Text under study Start Marker

CFCB
- Corner Brook, Newfoundland and Labrador; Canada;
- Broadcast area: Western Newfoundland
- Frequency: 570 kHz
- Branding: 590 VOCM

Programming
- Format: Full-service radio

Ownership
- Owner: Stingray Group
- Sister stations: CKXX-FM

History
- First air date: October 3, 1960
- Call sign meaning: Coming From Corner Brook

Technical information
- Class: C
- Power: 10,000 watts (day); 1,000 watts (night);
- Transmitter coordinates: 48°56′13.1″N 57°59′25.1″W﻿ / ﻿48.936972°N 57.990306°W

Links
- Website: vocm.com

= CFCB =

Radio station in Corner Brook, Newfoundland

CFCB (570 kHz) is an AM radio station in Corner Brook, Newfoundland and Labrador, Canada. It broadcasts at a power of 10,000 watts by day and 1,000 watts at night. Owned by Stingray Group, CFCB first went on the air on October 3, 1960. The station was founded by Dr. Noel Murphy.

On March 26, 2012, CFCB rebranded, which included a new slogan, logo and programming. The "Local News Now" slogan was adopted from VOCM in St. John's, which had rebranded just weeks before. The new CFCB logo also features the VOCM color scheme, which includes yellow and red.

Text under study End Marker

▸ **Requirement**
According to the CFCB station profile, who founded the station?

Material supplied Start Marker

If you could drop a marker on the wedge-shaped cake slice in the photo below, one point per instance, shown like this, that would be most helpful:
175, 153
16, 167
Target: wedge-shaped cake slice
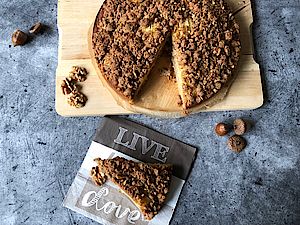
147, 185
206, 48
128, 36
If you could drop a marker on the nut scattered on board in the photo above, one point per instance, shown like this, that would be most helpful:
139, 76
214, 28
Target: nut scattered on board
78, 73
36, 28
222, 129
19, 38
239, 126
236, 143
77, 99
67, 86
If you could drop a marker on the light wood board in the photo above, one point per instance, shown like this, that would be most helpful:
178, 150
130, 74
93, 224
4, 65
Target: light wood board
75, 17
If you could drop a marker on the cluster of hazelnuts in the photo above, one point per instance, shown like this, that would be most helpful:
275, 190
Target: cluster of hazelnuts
20, 38
236, 142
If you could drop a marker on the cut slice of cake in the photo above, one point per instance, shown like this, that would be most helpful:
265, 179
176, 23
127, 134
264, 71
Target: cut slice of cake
127, 39
206, 48
147, 185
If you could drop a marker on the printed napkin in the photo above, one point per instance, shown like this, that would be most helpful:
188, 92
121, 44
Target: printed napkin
119, 137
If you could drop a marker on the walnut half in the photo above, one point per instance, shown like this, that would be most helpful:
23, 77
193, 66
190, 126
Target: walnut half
77, 99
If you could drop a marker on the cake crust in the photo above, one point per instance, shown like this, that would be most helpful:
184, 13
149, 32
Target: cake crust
206, 49
128, 36
147, 185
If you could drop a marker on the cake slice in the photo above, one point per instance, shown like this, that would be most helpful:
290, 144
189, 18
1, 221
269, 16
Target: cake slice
206, 48
128, 36
147, 185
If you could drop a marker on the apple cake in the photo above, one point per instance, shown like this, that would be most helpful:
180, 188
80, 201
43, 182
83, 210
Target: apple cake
146, 184
128, 36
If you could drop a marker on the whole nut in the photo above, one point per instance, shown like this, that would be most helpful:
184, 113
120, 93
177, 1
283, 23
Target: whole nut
236, 143
36, 28
222, 129
19, 38
239, 126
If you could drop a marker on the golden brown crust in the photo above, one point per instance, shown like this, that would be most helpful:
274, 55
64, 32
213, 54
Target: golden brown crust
127, 39
128, 36
206, 48
147, 185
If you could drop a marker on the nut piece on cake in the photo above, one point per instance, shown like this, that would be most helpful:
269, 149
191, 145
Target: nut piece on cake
146, 184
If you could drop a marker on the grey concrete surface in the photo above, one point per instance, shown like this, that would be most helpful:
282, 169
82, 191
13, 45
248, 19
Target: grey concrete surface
40, 151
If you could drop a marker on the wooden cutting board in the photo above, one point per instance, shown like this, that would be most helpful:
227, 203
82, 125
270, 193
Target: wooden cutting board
75, 17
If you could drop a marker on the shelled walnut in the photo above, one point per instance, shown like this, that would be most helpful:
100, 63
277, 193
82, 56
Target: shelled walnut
77, 99
78, 74
67, 86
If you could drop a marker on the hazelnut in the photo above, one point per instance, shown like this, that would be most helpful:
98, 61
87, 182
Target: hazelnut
36, 28
222, 129
236, 143
239, 126
19, 38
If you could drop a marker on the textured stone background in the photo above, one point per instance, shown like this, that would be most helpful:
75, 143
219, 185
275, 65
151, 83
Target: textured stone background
40, 152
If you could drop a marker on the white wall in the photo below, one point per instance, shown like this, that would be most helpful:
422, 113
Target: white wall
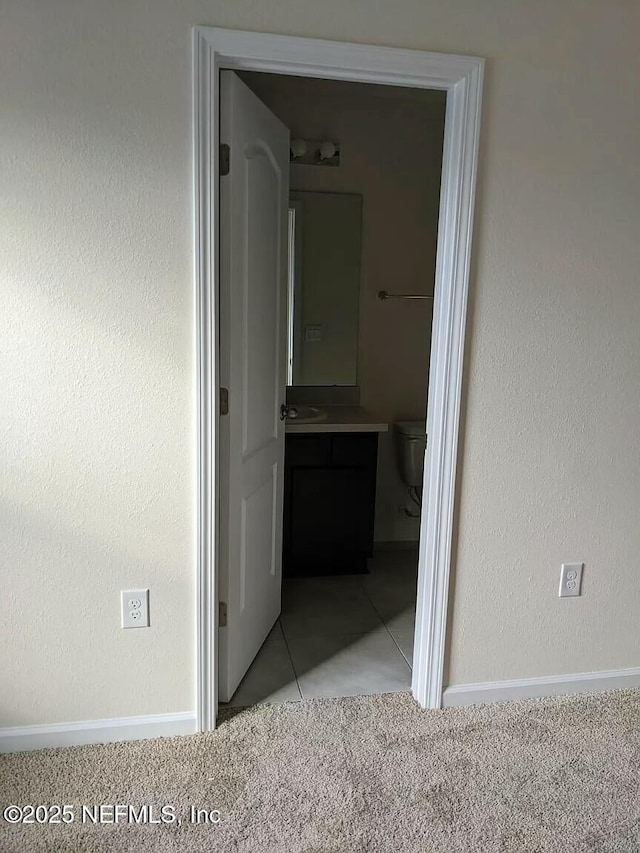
390, 153
97, 338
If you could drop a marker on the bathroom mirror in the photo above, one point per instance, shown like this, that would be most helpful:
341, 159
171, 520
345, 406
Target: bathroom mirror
325, 237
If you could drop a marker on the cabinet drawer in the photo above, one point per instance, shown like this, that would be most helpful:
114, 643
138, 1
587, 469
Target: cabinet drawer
308, 450
356, 449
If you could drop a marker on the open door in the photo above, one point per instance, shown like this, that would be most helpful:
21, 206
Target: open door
254, 203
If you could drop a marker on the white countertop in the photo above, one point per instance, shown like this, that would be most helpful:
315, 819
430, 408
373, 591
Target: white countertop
340, 419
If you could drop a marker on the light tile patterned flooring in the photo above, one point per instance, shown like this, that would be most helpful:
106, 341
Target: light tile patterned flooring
339, 636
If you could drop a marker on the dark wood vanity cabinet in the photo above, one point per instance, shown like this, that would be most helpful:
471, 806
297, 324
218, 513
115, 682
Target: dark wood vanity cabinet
329, 502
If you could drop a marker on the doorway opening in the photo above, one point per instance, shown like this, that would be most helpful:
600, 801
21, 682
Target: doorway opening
246, 465
364, 175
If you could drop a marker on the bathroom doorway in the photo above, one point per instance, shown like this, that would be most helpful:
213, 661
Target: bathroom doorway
364, 170
461, 78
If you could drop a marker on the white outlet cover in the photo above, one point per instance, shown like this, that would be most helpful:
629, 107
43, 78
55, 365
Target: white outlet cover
134, 606
570, 580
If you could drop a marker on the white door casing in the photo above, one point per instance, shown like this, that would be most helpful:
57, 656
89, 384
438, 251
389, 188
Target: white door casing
254, 202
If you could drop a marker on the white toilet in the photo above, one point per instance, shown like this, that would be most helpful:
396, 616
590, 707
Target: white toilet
411, 442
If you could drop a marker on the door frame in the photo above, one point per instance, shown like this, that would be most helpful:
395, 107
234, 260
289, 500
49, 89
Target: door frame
461, 77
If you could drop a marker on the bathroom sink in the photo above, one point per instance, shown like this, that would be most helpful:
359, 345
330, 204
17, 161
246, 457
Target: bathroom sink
306, 415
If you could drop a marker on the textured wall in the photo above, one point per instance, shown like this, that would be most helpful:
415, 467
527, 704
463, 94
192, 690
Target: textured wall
391, 154
97, 338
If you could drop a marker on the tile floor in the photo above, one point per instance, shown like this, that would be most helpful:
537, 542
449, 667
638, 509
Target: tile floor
339, 636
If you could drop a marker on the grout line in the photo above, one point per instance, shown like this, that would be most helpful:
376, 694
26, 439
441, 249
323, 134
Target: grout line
386, 627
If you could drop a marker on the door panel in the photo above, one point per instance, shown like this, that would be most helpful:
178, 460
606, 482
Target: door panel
254, 200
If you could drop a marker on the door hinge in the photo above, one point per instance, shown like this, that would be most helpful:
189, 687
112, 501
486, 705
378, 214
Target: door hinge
225, 157
224, 401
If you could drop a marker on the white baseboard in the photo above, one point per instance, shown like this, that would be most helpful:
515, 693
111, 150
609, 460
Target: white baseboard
551, 685
21, 738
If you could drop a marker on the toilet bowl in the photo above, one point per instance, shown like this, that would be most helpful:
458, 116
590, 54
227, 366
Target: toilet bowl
410, 442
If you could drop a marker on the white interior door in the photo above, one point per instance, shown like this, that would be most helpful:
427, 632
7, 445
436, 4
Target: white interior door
254, 202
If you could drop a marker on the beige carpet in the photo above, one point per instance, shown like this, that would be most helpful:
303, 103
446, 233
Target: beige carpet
371, 773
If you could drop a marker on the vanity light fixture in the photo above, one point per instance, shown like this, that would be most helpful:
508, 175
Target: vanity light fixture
314, 152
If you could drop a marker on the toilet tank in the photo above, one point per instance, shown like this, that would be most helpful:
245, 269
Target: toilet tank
410, 442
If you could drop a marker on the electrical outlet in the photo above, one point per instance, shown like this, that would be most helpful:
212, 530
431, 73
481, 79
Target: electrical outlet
570, 579
135, 608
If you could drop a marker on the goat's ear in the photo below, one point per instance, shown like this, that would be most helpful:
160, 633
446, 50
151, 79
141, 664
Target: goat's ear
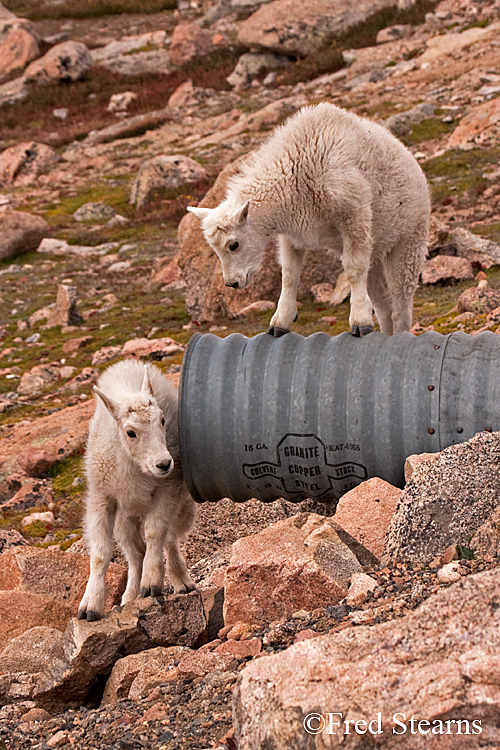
108, 402
241, 214
146, 383
201, 213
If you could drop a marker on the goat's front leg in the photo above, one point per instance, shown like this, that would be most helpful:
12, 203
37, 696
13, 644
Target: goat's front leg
153, 567
128, 533
291, 267
99, 521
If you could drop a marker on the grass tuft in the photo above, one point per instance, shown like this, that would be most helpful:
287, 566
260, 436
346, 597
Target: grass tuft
85, 8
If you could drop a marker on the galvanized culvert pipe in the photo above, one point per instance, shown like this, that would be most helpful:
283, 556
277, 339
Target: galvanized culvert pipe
313, 417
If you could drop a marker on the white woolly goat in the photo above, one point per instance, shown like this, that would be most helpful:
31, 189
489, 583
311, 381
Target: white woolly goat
328, 178
135, 485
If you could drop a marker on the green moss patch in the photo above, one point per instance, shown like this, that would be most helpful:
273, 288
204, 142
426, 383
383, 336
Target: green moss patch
460, 172
427, 130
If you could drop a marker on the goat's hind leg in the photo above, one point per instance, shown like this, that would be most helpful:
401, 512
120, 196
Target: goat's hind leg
129, 536
177, 569
379, 296
403, 267
356, 259
99, 521
291, 266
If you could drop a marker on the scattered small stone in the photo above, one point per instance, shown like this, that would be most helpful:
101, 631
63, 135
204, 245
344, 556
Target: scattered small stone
450, 572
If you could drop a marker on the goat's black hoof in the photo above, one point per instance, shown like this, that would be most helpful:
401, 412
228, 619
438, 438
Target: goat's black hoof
361, 330
276, 331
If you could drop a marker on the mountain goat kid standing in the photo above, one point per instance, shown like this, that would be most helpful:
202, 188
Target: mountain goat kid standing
135, 485
328, 179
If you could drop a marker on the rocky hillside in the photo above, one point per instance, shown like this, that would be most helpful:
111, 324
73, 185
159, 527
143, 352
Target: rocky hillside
114, 116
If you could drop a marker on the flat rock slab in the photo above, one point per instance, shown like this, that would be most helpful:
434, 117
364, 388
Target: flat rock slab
23, 610
303, 562
446, 500
439, 663
59, 575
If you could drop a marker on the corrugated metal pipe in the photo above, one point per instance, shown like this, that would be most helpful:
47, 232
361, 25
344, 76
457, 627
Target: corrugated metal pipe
313, 417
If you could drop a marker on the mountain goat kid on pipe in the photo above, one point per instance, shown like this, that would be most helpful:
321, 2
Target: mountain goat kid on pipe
135, 485
328, 179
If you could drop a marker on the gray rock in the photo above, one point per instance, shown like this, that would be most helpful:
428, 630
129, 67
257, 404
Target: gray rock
446, 500
88, 650
154, 661
5, 13
251, 64
18, 45
475, 248
164, 173
21, 164
64, 312
14, 91
391, 33
486, 540
20, 232
38, 378
36, 650
68, 61
94, 212
402, 122
11, 538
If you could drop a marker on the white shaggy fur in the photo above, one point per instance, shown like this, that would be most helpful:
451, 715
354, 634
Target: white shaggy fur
328, 178
135, 485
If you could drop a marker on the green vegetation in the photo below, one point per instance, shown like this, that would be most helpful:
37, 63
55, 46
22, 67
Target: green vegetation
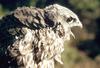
82, 52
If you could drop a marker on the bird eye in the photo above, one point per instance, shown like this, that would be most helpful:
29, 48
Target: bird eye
69, 19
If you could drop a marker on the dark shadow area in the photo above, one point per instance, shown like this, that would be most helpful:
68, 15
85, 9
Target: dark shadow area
92, 47
13, 4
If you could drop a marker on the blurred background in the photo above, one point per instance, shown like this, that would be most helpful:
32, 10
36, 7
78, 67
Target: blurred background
84, 50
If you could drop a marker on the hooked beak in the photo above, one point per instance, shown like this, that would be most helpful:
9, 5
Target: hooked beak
76, 24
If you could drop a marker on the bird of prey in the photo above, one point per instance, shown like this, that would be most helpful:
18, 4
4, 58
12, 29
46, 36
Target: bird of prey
31, 37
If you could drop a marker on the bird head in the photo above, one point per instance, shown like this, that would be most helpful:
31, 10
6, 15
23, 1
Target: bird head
65, 16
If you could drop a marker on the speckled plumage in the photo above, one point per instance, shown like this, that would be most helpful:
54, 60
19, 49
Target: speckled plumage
36, 36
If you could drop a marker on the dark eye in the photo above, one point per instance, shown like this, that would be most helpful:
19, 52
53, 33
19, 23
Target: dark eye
69, 19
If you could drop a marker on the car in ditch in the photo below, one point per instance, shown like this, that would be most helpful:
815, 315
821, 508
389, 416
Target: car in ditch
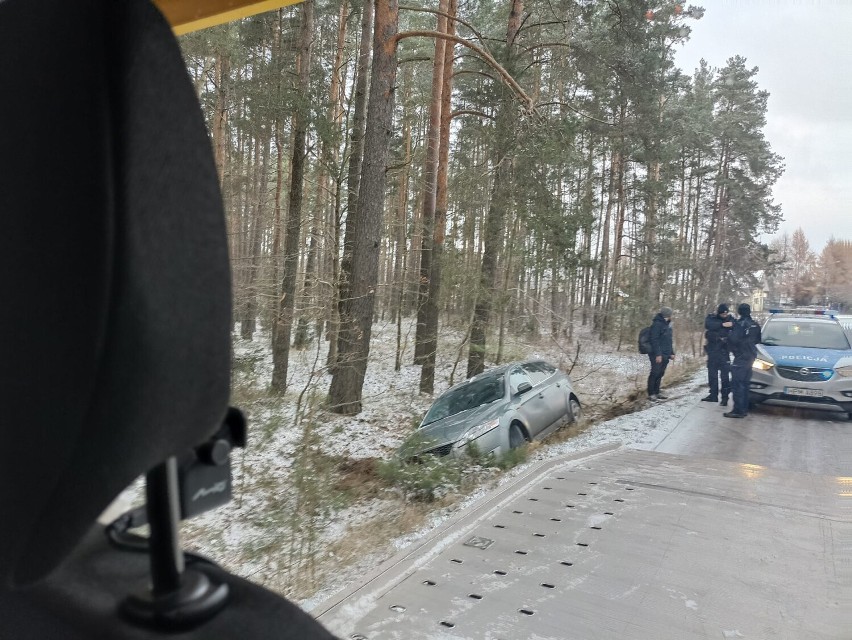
804, 360
498, 410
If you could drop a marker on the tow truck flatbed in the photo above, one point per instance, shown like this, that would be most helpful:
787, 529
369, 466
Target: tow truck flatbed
622, 543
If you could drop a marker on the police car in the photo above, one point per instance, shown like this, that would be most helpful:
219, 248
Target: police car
804, 360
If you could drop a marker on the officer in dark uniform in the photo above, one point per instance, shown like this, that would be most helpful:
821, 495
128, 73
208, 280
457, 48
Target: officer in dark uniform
662, 351
718, 326
743, 342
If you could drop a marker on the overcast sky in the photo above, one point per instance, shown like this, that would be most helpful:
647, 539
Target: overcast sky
803, 50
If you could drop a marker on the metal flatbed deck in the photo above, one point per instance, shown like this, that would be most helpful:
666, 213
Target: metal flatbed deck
621, 543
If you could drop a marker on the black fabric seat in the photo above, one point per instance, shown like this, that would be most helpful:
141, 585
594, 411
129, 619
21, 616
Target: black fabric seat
116, 315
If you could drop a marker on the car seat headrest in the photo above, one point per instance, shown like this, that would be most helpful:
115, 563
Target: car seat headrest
116, 315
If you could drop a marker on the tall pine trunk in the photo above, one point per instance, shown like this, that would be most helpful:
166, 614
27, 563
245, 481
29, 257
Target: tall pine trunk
290, 263
356, 318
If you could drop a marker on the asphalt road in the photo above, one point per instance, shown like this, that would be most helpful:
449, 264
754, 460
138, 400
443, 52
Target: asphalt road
783, 438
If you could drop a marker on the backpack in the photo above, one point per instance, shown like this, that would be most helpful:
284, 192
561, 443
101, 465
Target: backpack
645, 340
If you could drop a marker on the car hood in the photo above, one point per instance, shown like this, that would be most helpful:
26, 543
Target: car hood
452, 428
806, 357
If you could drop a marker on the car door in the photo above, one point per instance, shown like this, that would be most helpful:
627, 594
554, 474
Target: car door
548, 384
532, 404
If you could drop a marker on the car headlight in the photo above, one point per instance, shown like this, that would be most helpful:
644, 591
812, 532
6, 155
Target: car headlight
479, 430
762, 365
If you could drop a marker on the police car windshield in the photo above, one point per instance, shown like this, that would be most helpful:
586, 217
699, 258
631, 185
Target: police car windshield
804, 333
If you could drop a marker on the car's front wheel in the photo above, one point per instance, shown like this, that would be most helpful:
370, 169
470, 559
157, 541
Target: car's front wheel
516, 436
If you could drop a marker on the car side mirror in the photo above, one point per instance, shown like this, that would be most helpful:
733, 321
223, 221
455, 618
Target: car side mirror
523, 388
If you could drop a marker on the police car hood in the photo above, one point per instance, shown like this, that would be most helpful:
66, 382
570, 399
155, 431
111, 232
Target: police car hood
806, 356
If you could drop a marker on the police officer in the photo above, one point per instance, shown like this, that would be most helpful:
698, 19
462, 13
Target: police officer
743, 340
662, 350
718, 326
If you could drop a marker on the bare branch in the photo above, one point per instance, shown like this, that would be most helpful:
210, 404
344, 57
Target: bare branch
505, 75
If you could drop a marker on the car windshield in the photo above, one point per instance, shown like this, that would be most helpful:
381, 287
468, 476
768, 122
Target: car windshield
474, 394
818, 335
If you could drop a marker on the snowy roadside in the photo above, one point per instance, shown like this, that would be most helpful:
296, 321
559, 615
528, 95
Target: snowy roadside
290, 526
644, 429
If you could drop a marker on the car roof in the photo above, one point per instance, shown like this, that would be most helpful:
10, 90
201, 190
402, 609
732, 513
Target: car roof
803, 318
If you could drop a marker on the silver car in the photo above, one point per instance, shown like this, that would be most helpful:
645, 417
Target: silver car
499, 410
803, 361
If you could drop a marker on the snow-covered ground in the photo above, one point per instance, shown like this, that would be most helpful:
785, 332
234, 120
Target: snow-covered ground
289, 526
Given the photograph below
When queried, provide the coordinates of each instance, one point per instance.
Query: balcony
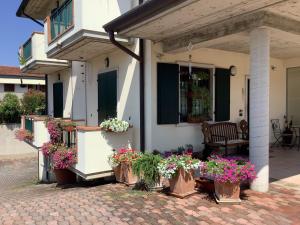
(74, 29)
(33, 58)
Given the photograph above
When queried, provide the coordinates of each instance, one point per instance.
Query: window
(61, 19)
(9, 87)
(195, 94)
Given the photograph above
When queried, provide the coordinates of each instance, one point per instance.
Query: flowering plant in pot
(114, 125)
(62, 159)
(146, 169)
(24, 135)
(228, 174)
(179, 169)
(121, 161)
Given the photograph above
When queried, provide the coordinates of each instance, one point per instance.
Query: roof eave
(140, 13)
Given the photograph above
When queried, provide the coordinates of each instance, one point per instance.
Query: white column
(259, 106)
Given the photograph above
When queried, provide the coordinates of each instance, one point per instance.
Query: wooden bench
(224, 134)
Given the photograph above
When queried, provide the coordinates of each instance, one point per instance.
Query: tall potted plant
(146, 168)
(228, 174)
(179, 170)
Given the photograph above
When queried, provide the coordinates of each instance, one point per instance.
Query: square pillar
(259, 106)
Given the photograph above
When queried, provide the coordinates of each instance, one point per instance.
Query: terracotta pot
(182, 184)
(227, 192)
(205, 185)
(128, 176)
(118, 173)
(64, 176)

Material supplied End Marker

▸ **Exercise solution**
Dr. Noel Murphy.